Task to carry out ▸ Lay out the rows as a JSON list of strings, one string per line, starting at the beginning of the rows and going on through the line containing "positive clicks: (577, 197)". Omit blank lines and leave out the pictures.

Input for this task ▸
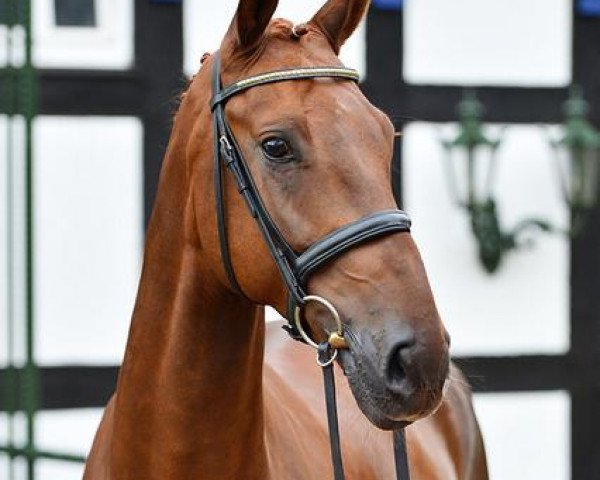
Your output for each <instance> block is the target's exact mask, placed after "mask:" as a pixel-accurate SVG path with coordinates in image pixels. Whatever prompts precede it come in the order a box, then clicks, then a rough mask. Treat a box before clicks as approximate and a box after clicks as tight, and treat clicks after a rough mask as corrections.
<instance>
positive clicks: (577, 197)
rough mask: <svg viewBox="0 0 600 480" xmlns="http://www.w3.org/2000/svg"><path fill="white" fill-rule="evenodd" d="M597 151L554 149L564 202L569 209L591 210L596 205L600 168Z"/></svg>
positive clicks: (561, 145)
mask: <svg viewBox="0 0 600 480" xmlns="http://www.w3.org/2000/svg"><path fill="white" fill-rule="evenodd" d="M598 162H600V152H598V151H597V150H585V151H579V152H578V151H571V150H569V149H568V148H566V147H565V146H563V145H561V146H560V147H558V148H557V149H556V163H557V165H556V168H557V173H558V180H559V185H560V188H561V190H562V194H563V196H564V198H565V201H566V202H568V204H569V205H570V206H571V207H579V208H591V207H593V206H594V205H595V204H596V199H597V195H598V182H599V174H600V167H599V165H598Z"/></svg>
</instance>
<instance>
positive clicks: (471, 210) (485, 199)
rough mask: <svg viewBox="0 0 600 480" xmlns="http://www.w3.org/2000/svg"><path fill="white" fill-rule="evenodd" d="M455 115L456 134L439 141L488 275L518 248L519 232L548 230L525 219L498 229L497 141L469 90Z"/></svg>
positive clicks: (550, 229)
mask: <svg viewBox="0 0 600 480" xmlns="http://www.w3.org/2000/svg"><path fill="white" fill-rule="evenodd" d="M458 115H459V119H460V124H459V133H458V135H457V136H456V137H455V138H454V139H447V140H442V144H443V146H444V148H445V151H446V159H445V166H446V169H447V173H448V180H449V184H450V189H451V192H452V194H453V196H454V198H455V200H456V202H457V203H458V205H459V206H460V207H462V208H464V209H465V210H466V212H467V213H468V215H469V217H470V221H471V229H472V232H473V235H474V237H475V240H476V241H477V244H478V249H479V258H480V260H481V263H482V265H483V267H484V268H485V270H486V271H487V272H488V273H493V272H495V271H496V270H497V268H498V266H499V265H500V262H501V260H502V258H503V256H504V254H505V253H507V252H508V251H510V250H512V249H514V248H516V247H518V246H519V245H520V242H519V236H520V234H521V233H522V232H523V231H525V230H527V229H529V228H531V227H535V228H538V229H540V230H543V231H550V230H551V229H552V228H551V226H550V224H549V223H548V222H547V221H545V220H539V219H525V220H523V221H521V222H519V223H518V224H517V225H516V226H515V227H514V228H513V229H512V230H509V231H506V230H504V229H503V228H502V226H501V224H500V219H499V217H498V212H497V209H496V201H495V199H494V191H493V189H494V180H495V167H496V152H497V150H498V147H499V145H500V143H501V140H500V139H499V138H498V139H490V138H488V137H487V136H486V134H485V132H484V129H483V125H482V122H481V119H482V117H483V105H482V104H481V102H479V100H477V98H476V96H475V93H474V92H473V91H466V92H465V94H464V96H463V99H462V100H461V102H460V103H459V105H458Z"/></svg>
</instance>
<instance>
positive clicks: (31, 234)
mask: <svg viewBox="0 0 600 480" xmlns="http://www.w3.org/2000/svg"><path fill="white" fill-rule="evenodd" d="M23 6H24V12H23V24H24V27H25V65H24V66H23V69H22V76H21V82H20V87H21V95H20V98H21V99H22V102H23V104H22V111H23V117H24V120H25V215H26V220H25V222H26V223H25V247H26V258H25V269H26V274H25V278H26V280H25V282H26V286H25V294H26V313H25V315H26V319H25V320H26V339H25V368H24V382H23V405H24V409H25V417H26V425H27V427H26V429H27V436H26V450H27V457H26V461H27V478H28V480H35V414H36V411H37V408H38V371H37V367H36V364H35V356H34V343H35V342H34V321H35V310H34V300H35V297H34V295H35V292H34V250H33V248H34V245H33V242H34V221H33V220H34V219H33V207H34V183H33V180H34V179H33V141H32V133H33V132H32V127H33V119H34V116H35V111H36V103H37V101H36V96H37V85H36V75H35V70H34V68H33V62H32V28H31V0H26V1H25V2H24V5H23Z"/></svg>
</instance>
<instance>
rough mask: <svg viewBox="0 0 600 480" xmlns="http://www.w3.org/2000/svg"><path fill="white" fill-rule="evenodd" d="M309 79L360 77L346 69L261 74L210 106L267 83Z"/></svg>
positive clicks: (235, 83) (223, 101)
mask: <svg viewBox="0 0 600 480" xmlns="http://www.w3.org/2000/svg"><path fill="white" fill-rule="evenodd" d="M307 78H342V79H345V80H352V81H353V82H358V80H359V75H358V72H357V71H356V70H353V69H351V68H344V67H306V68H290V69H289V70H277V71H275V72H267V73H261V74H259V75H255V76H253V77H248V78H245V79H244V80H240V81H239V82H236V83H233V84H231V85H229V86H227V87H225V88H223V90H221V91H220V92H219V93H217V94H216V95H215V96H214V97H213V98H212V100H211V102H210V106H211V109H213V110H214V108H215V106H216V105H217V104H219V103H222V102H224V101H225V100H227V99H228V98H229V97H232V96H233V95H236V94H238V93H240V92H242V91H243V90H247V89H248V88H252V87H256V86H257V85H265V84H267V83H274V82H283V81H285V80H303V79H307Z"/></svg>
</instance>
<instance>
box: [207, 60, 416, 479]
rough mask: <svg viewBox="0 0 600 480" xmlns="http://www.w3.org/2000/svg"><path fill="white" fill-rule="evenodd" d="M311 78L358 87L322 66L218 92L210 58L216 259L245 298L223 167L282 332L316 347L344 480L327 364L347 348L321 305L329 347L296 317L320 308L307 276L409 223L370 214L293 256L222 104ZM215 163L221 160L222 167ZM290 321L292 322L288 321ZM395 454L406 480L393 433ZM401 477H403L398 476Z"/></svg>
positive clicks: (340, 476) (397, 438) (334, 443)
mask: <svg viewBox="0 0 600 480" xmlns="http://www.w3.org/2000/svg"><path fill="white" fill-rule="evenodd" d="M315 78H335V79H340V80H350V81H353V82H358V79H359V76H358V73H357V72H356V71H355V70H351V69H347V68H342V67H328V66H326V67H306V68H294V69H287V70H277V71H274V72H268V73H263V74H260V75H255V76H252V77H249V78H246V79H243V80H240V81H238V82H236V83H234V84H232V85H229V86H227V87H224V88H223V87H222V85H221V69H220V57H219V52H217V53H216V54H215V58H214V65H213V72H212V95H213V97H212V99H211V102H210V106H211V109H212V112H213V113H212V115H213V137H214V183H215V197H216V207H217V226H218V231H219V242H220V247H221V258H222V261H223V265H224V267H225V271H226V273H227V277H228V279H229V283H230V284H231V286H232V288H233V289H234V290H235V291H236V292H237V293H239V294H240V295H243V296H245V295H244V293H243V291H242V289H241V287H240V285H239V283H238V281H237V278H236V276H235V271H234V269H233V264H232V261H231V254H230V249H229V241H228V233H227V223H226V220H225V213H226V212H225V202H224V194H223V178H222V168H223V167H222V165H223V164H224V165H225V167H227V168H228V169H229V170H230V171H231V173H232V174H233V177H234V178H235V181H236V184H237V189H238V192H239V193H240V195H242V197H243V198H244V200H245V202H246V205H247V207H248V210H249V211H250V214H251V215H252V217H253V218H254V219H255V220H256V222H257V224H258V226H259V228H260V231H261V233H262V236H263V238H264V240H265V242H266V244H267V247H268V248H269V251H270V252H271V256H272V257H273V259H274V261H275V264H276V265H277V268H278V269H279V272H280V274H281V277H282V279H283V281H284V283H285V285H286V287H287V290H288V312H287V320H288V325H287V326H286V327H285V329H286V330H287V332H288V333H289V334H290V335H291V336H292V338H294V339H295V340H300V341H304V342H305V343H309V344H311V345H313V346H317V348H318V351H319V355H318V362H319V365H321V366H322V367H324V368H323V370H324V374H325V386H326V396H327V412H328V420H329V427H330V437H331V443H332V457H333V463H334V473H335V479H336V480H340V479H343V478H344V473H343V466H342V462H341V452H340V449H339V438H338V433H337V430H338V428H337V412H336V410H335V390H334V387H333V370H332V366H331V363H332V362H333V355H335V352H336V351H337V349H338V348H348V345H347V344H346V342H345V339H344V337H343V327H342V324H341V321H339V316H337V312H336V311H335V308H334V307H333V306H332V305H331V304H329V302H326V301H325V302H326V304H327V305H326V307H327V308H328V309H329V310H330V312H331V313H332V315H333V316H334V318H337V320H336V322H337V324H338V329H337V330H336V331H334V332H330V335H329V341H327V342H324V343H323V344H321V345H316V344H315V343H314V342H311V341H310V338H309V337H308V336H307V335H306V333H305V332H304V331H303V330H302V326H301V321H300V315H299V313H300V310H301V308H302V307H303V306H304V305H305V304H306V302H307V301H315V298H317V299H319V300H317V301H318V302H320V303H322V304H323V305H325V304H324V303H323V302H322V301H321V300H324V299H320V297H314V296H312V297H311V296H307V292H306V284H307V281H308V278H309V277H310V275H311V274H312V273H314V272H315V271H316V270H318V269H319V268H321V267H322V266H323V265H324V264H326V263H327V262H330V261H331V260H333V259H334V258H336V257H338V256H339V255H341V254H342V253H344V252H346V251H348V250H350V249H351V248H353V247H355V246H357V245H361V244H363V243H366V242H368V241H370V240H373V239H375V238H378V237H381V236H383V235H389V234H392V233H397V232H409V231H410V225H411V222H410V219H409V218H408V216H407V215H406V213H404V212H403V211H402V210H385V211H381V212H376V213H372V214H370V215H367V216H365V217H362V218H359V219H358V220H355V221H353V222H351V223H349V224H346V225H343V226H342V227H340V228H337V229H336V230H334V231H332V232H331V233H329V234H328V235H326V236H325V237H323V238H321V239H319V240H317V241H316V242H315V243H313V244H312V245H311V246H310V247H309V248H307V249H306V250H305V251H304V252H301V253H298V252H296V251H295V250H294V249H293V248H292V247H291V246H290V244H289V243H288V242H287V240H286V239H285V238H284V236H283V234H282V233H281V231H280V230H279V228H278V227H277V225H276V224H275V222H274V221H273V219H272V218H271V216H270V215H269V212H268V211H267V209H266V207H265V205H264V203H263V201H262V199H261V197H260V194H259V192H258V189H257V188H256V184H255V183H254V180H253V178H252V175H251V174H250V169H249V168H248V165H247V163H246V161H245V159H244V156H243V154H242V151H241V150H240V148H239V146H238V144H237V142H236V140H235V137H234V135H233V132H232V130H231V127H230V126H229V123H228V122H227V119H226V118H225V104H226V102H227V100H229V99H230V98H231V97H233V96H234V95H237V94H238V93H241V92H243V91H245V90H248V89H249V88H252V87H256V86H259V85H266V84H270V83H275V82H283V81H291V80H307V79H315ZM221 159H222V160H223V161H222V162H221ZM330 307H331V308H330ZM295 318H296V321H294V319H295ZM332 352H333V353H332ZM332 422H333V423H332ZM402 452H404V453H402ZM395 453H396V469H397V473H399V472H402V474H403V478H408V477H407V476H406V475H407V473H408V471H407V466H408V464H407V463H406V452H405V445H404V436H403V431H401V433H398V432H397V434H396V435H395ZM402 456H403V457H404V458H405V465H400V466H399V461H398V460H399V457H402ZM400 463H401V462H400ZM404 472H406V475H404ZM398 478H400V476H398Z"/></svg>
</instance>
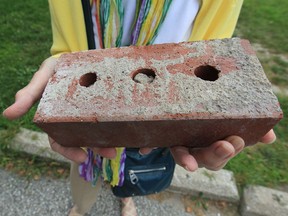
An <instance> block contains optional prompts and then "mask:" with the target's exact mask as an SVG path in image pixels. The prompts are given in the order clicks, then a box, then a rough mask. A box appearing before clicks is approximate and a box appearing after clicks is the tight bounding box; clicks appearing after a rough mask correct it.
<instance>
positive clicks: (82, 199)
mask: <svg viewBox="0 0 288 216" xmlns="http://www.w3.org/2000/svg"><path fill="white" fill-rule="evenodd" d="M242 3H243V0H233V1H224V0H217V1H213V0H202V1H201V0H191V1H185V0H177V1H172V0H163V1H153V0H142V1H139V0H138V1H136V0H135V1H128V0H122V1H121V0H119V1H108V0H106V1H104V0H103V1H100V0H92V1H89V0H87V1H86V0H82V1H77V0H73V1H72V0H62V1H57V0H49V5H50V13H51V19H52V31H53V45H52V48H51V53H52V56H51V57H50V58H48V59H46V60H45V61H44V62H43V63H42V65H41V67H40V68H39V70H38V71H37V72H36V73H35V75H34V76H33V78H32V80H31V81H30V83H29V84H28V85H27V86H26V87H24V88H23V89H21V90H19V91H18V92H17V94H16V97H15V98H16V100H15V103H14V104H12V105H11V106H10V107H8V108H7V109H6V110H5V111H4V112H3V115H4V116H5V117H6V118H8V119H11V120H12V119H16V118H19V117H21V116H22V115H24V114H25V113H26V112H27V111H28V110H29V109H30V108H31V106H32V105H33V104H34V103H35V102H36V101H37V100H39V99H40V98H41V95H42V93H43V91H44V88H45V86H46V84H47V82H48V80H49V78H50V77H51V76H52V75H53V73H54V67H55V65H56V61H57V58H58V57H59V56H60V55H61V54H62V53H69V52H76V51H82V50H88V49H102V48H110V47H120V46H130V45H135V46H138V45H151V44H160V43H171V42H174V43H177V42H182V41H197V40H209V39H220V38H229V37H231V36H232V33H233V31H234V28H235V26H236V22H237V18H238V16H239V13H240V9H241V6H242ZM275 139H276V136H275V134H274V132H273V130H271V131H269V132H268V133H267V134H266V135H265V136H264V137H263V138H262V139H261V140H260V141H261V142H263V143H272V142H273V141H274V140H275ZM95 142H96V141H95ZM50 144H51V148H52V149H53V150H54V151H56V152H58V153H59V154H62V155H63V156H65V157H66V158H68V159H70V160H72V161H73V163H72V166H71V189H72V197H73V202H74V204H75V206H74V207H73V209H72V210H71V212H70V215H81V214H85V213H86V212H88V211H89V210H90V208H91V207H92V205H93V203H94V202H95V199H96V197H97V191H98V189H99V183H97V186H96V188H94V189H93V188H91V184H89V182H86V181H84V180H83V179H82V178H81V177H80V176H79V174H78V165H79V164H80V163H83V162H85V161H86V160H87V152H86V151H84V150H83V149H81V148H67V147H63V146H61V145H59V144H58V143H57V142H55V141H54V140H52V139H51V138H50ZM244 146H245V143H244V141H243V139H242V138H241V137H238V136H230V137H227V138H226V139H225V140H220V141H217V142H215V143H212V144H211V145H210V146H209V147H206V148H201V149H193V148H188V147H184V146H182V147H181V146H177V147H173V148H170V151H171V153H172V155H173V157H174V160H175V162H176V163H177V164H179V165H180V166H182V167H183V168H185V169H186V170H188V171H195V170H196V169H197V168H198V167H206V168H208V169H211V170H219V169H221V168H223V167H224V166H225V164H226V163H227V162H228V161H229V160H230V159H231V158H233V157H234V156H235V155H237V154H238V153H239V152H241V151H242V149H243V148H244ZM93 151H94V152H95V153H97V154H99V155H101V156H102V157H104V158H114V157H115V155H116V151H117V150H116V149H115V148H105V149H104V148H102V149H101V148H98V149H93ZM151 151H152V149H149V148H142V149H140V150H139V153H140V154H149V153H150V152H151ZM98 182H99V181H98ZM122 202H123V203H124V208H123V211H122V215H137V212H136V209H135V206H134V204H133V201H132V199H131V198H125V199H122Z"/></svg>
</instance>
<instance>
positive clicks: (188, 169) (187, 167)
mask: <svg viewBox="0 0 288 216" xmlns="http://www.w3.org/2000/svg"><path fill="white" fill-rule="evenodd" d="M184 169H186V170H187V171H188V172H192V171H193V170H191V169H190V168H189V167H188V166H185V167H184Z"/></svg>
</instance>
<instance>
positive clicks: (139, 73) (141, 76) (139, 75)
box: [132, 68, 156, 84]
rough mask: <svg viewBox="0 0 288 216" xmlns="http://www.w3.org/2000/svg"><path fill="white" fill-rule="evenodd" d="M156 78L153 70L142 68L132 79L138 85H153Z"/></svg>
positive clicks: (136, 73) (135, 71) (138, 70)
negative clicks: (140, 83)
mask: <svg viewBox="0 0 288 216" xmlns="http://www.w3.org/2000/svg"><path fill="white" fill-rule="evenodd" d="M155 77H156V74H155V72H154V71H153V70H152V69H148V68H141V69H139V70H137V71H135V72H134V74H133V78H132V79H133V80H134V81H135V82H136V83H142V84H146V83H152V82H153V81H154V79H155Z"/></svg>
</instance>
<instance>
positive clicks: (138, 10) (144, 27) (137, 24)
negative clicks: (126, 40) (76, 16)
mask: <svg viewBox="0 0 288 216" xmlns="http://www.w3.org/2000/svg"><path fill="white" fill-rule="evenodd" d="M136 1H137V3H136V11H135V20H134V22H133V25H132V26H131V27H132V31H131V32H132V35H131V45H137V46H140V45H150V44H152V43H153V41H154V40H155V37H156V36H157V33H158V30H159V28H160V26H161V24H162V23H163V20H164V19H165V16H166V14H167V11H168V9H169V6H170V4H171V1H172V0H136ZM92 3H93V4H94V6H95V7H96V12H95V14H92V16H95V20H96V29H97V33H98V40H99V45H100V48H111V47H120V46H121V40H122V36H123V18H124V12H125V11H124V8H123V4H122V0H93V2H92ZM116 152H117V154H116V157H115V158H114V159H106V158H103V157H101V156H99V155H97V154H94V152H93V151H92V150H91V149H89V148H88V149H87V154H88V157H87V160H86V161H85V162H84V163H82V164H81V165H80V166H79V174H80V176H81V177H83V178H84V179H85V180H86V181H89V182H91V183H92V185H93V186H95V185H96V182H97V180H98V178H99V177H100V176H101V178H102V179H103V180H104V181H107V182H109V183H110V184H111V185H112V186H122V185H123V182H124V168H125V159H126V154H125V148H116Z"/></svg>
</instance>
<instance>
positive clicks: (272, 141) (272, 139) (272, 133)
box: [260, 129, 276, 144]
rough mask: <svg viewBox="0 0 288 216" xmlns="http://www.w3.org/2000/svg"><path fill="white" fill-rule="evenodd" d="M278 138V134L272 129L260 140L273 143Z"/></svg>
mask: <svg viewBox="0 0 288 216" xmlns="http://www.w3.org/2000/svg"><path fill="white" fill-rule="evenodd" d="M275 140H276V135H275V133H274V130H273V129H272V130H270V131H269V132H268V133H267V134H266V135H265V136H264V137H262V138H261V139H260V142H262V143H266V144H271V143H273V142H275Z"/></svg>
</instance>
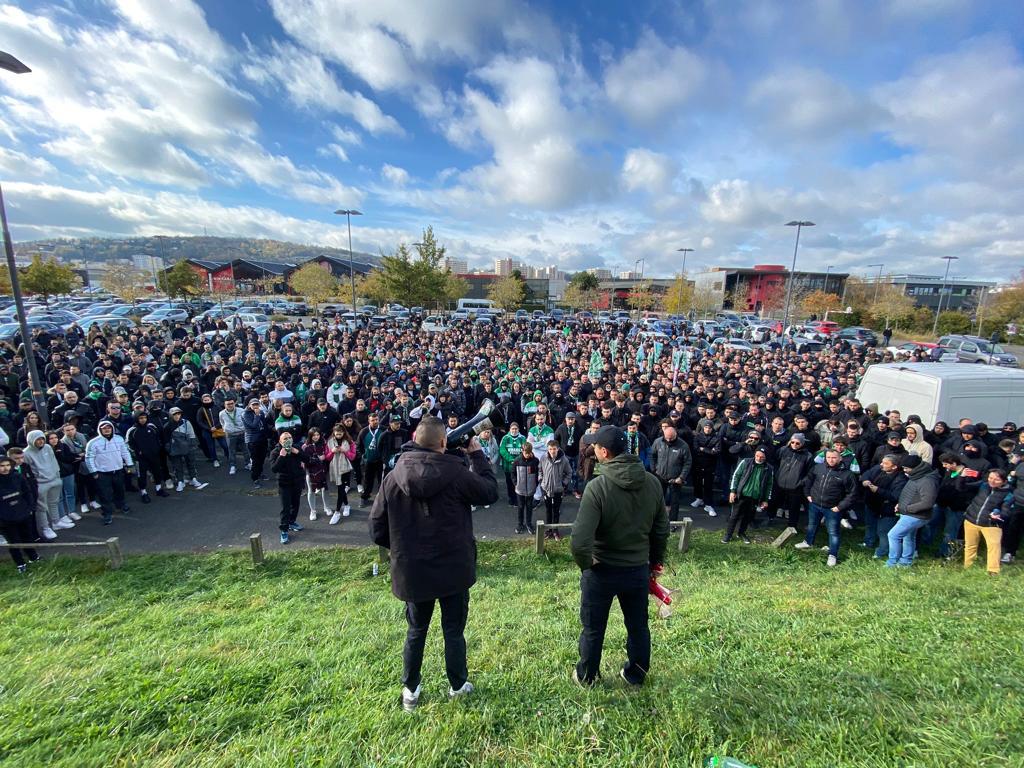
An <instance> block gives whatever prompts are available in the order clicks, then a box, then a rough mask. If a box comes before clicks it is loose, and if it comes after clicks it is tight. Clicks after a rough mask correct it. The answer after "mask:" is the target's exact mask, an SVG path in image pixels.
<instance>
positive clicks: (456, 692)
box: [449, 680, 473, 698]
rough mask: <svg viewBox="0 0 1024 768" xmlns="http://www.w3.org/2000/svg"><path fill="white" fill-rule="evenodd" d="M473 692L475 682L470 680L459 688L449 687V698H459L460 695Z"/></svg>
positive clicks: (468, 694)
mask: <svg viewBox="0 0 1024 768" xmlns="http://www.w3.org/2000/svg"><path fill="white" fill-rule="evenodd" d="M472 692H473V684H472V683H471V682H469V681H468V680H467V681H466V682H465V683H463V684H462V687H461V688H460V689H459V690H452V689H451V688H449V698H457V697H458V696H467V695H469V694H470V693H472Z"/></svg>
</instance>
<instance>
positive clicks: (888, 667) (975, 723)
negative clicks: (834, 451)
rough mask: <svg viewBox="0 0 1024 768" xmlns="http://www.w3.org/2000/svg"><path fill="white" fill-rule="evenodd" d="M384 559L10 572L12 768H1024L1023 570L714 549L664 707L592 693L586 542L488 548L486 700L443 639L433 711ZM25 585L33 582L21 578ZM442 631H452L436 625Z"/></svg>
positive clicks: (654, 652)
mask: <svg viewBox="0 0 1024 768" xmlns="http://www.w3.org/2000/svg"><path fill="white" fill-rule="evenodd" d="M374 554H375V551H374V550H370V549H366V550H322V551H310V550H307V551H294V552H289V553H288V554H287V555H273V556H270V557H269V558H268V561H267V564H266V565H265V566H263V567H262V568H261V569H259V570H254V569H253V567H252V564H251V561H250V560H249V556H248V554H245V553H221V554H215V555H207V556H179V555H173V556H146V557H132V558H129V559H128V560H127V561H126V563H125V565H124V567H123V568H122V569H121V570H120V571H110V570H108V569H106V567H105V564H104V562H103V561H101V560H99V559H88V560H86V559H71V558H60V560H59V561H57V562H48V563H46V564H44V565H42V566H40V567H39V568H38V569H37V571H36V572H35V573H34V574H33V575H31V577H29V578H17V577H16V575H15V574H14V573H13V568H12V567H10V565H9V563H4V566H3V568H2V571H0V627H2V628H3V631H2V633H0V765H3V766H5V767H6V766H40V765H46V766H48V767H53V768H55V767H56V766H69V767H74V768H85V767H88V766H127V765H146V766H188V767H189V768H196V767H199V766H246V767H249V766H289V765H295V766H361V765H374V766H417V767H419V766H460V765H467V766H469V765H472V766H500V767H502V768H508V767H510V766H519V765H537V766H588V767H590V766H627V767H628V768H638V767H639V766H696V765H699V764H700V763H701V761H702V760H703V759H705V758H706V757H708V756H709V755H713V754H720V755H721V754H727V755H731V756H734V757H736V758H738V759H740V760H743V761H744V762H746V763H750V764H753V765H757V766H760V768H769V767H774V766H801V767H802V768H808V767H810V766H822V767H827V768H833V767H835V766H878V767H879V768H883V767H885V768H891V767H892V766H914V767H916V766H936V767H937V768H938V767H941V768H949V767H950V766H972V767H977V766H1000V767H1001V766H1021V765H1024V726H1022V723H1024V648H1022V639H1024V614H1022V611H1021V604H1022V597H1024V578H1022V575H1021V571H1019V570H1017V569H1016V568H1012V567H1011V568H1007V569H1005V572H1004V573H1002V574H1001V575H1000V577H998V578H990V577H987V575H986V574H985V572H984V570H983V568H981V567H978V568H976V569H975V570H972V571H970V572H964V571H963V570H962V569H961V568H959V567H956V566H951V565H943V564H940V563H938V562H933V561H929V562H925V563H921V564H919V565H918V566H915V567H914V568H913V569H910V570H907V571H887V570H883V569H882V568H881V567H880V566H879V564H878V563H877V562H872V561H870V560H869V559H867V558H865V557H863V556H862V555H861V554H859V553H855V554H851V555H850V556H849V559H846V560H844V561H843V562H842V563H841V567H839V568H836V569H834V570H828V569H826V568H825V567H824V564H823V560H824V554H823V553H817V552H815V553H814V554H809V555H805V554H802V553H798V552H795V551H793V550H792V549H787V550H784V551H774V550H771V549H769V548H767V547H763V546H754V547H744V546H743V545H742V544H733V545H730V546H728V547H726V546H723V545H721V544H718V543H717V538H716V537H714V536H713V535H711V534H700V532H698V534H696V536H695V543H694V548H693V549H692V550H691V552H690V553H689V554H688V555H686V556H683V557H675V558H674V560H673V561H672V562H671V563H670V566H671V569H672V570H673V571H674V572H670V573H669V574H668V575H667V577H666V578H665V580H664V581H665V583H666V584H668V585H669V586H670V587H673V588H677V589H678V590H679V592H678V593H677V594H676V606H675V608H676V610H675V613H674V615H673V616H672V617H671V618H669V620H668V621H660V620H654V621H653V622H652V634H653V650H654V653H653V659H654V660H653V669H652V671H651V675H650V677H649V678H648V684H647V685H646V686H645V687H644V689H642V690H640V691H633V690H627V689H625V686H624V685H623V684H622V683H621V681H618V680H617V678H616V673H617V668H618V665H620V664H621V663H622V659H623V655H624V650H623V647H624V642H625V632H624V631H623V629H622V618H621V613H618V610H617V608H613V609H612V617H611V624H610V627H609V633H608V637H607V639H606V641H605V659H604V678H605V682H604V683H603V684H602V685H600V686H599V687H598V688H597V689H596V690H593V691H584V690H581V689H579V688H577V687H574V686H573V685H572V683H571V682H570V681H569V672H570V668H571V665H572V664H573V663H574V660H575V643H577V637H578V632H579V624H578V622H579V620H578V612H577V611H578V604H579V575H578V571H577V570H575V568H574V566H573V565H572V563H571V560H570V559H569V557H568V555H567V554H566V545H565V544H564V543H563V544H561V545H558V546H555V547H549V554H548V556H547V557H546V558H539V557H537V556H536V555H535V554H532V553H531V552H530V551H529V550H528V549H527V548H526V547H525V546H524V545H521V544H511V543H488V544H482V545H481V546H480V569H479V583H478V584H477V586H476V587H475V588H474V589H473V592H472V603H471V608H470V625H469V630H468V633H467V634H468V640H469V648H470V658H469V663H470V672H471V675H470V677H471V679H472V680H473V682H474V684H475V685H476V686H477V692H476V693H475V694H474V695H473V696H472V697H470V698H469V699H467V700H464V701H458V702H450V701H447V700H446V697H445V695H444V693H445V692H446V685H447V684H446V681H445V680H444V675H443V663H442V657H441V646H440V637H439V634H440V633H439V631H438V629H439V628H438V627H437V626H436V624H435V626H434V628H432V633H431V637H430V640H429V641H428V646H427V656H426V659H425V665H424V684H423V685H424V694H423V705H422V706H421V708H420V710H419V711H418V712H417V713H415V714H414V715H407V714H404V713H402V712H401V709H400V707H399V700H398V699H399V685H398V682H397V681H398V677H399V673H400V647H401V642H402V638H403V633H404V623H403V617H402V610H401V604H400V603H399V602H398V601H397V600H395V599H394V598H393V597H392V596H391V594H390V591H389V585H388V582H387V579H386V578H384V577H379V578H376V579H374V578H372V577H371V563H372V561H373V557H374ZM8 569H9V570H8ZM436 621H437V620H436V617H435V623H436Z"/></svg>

Answer to this exercise ▸
[
  "Your output for each <instance> block is the target's exact mask, placed after \"mask:\" as a pixel-accurate SVG path with coordinates in image pixels. Whatever prompts precede it come in the order a box, then clicks, then a rough mask. Treat a box before clicks as approximate and a box after clicks as tight, and treat clicks after a rough mask as corrections.",
  "<instance>",
  "positive clicks: (577, 197)"
]